● Stated task: Put every item below into a JSON list of strings, one string per line, leaving out any blank lines.

● Material:

——————————

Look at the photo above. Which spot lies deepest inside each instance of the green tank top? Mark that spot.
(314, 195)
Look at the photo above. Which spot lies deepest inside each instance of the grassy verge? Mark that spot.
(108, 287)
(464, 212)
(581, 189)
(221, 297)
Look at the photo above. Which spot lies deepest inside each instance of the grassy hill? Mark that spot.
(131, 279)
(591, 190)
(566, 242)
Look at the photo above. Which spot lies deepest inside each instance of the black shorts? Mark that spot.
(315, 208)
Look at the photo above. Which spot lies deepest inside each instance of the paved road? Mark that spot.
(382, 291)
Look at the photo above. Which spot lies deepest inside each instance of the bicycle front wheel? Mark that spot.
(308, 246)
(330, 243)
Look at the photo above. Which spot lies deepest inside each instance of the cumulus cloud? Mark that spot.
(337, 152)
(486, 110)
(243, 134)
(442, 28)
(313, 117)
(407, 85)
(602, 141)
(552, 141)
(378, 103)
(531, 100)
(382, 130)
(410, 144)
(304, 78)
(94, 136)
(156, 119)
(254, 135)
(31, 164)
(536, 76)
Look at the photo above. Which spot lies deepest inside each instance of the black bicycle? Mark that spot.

——————————

● Exercise output:
[
  "Look at the photo above. Which spot lies deepest inside each instance of the green tank top? Mark that spot.",
  "(314, 195)",
  "Look at the photo above. Which spot lies deepest inside each instance of the grassy verge? Mark that spot.",
  "(108, 287)",
  "(464, 212)",
  "(581, 189)",
  "(221, 297)",
  "Look at the photo above. Which spot lies deepest inside each instance of the grassy hill? Mark that spot.",
  "(131, 279)",
  "(591, 190)",
  "(566, 242)",
  "Look at the photo above. Which spot lies deepest inside each instance of the black shorts? Mark that spot.",
  "(315, 208)",
  "Look at the photo above. Which spot lies deepest inside each instance of the paved road? Mark that spot.",
  "(382, 291)",
  "Look at the photo above. Which spot lies deepest inside each instance of the bicycle front wheel? Mark that spot.",
  "(308, 246)",
  "(330, 243)",
  "Look at the photo above. Which spot lies deepest inside each instance of the cumulus cloud? Mark that spot.",
  "(337, 152)",
  "(486, 110)",
  "(243, 134)",
  "(442, 28)",
  "(313, 117)",
  "(407, 85)",
  "(602, 141)",
  "(552, 141)",
  "(378, 103)",
  "(531, 100)",
  "(382, 130)",
  "(410, 144)",
  "(304, 78)",
  "(94, 136)",
  "(156, 119)",
  "(254, 135)",
  "(31, 164)",
  "(536, 76)",
  "Look at the photo above. Which spot lies deepest inside each instance of the black bicycle? Mark that spot."
]